Text
Roger Saterstrom was ordained vocational deacon at Christ Church Cathedral in June 2016. He came to the Episcopal Church from a Roman Catholic upbringing, including three years of living and studying at St. Martin’s Abbey, a Benedictine monastery, and four years with the Jesuits of Marquette University, where he was trained and certified as a classroom teacher.
Roger and his wife Anna moved to Nashville from Connecticut in 2009 to be near their children and grandchildren. Since then, they have been active at St. George’s Episcopal Church and St. Augustine’s Chapel on the Vanderbilt campus. As associates of Holy Cross Monastery in West Park, New York, and oblates of the Community of St. Mary’s, Sewanee, Tennessee—both Episcopal Benedictine monastic orders—Anna and Roger have an established prayer practice, which includes the Daily Office and contemplative prayer.
For more than 15 years, Roger’s secular work has been in the tour and travel industry, developing group tour itineraries throughout the U.S. for Tauck World Discovery, a Connecticut-based leader in global travel. He scouts destinations, hotels, and attractions, and acts as the company’s buyer throughout the U.S. While he has an office in Nashville, his work also involves periodic travel, which typically is scheduled during the workweek.

Exercise instructions
1. Copy word for word the section of the text about Roger Saterstrom that begins with the words containing "Roger Saterstrom was" and ends with "and contemplative prayer.".
2. Pick up the account of Roger Saterstrom right after its last sentence and keep writing it.

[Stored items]

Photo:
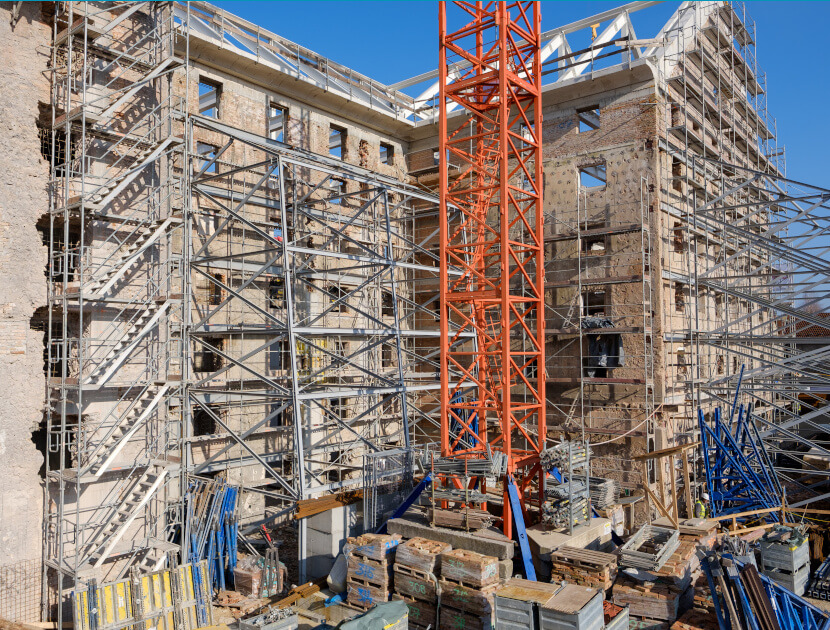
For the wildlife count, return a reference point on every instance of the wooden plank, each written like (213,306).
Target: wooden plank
(469,567)
(666,451)
(421,554)
(310,507)
(687,486)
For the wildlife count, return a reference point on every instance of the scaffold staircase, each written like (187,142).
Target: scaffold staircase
(104,542)
(124,427)
(144,322)
(146,235)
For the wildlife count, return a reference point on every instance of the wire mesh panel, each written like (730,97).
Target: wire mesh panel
(20,591)
(387,477)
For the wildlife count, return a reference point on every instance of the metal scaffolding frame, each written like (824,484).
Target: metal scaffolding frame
(310,332)
(771,275)
(114,351)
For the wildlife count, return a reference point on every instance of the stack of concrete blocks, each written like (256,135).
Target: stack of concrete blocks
(416,570)
(785,557)
(369,575)
(468,584)
(669,594)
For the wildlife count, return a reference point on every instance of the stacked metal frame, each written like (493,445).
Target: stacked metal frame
(114,353)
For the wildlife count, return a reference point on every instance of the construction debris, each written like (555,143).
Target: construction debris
(650,548)
(583,567)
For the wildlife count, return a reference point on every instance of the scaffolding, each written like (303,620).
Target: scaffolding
(247,310)
(303,326)
(114,351)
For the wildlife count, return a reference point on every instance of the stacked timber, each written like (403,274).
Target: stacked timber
(583,567)
(785,556)
(681,567)
(651,600)
(819,587)
(417,565)
(604,492)
(369,576)
(698,530)
(468,584)
(468,519)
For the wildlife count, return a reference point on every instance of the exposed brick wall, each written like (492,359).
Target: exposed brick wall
(23,199)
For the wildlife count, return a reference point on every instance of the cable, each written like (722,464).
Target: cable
(619,437)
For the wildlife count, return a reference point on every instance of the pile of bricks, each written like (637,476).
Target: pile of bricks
(583,567)
(417,565)
(650,600)
(468,583)
(369,576)
(681,567)
(696,619)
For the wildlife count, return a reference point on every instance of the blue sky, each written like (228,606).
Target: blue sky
(392,41)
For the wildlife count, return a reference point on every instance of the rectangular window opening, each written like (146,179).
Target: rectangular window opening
(336,294)
(388,304)
(277,119)
(593,176)
(209,93)
(593,304)
(207,152)
(588,118)
(387,153)
(205,359)
(276,293)
(279,357)
(338,189)
(337,142)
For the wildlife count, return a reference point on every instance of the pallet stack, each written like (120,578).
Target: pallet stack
(468,584)
(583,567)
(650,600)
(820,584)
(681,568)
(785,556)
(369,575)
(417,565)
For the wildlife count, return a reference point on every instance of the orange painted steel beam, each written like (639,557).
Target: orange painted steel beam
(491,229)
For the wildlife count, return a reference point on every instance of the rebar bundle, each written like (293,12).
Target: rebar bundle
(491,465)
(560,513)
(564,454)
(604,492)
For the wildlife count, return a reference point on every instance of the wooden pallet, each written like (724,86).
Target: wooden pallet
(649,600)
(362,593)
(476,601)
(583,558)
(469,519)
(374,546)
(421,554)
(421,614)
(372,571)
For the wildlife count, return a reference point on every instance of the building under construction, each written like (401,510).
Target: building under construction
(232,263)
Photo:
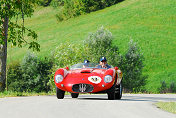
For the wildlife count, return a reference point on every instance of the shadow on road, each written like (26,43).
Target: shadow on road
(132,98)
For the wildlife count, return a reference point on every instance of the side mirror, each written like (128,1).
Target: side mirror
(116,68)
(67,68)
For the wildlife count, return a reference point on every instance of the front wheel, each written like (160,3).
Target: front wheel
(118,91)
(74,95)
(60,93)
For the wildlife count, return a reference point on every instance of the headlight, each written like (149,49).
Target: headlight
(58,78)
(94,79)
(108,78)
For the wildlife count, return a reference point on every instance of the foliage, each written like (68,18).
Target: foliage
(172,87)
(32,74)
(16,9)
(148,25)
(132,65)
(73,8)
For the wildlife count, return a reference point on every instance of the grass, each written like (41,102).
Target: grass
(167,106)
(150,23)
(15,94)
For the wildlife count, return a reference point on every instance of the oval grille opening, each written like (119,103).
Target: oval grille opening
(82,88)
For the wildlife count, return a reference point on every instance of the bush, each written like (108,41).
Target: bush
(131,66)
(173,87)
(30,75)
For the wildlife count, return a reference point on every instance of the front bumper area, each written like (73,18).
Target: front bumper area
(82,88)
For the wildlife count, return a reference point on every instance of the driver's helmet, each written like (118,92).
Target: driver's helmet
(86,62)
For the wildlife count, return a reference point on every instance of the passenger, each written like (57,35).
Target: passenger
(86,63)
(103,63)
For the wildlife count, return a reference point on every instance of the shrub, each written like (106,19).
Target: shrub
(30,75)
(131,65)
(173,87)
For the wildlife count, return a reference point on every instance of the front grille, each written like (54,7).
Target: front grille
(83,88)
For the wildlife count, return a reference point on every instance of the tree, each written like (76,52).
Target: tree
(11,31)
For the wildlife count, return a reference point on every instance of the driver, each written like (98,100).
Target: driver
(103,63)
(86,63)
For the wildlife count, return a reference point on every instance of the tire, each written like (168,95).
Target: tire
(111,93)
(74,95)
(118,91)
(60,93)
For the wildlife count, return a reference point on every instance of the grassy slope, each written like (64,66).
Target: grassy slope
(151,23)
(168,106)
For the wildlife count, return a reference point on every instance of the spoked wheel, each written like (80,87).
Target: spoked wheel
(118,91)
(74,95)
(60,93)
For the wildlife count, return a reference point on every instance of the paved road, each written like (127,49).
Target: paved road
(86,106)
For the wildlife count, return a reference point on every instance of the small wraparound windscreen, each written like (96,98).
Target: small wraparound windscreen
(86,65)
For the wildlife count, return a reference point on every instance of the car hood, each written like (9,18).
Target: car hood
(88,71)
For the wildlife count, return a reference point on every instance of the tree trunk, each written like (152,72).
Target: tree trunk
(3,55)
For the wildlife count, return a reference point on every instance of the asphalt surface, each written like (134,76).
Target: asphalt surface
(86,106)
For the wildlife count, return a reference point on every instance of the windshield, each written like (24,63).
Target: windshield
(86,65)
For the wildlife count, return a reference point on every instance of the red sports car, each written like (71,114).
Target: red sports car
(89,79)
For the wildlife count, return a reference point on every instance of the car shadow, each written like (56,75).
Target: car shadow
(129,98)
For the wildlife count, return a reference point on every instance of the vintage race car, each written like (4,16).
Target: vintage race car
(91,79)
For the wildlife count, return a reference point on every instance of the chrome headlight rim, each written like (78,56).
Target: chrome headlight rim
(95,79)
(108,79)
(59,78)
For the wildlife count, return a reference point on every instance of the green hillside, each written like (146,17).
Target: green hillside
(150,23)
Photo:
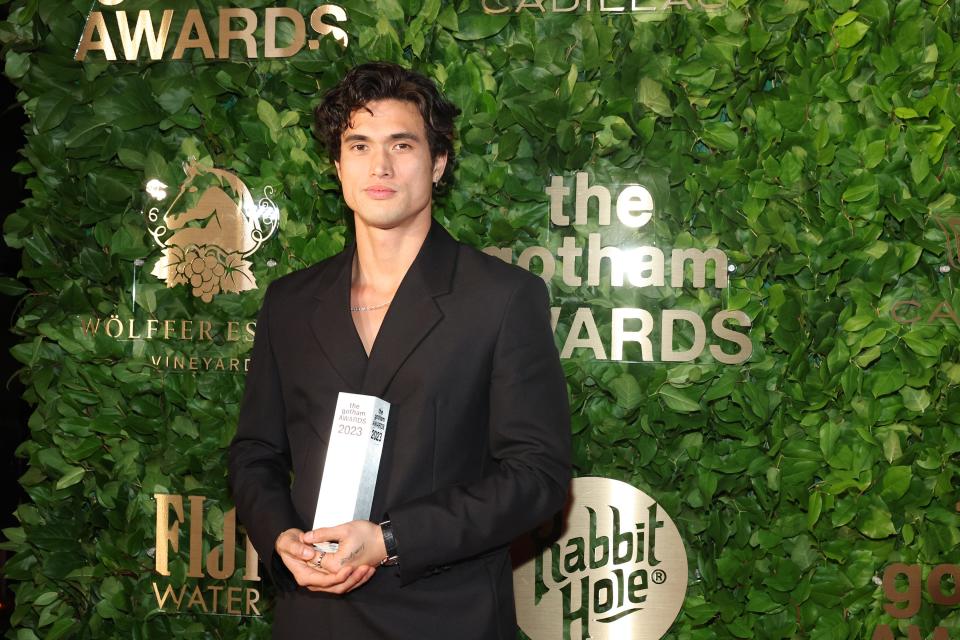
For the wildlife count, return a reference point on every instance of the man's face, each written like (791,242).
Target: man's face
(385,167)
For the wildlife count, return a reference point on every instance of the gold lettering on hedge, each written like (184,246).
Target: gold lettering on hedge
(228,35)
(220,562)
(155,41)
(573,7)
(196,537)
(193,23)
(271,50)
(530,4)
(96,26)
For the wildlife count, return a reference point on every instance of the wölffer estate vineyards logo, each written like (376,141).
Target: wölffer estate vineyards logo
(615,568)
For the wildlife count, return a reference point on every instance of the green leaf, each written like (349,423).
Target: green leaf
(860,188)
(849,35)
(71,476)
(876,521)
(720,135)
(268,115)
(814,508)
(678,399)
(477,26)
(896,483)
(858,322)
(915,399)
(11,287)
(626,391)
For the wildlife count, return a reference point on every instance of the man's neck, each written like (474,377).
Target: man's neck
(385,255)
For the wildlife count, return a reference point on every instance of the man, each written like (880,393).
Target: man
(477,446)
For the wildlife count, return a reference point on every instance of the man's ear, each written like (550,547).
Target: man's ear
(439,165)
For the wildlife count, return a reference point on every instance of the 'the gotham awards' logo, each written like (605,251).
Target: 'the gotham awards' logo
(207,234)
(616,568)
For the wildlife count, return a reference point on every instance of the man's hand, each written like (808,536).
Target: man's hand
(361,544)
(318,571)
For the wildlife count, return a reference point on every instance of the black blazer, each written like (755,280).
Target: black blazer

Answers to the problems
1.
Roger Saterstrom was ordained vocational deacon at Christ Church Cathedral in June 2016. He came to the Episcopal Church from a Roman Catholic upbringing, including three years of living and studying at St. Martin’s Abbey, a Benedictine monastery, and four years with the Jesuits of Marquette University, where he was trained and certified as a classroom teacher.
Roger and his wife Anna moved to Nashville from Connecticut in 2009 to be near their children and grandchildren. Since then, they have been active at St. George’s Episcopal Church and St. Augustine’s Chapel on the Vanderbilt campus. As associates of Holy Cross Monastery in West Park, New York, and oblates of the Community of St. Mary’s, Sewanee, Tennessee—both Episcopal Benedictine monastic orders—Anna and Roger have an established prayer practice, which includes the Daily Office and contemplative prayer.

2.
Roger’s ministries of many years include clinical and home pastoral visits, Eucharistic ministry, healing prayer, and refugee resettlement. He is also certified nationally in disaster chaplaincy, participates in periodic disaster training events, and helps represent the Episcopal Diocese of Tennessee at the Tennessee Emergency Management Agency.
Roger says, “As servants, deacons commit to a ministry of service and witness, uniting the needs and gifts of the world with the needs and gifts of the church. I believe our call to service is rooted in the threefold commission Jesus gave to the twelve apostles to go out into the world, to proclaim that the kingdom of heaven is near, and to heal the sick (Matthew 10:6-8). Go. Proclaim. Heal. This has been at the heart of my ministries.”
He adds, “The accomplishments of the past and opportunities for future engagement make this an exciting time to discern new ways to ‘Go-Proclaim-Heal’, and to connect directly with the needs and hopes of those who suffer, those who are weak, and those who long for justice and peace.”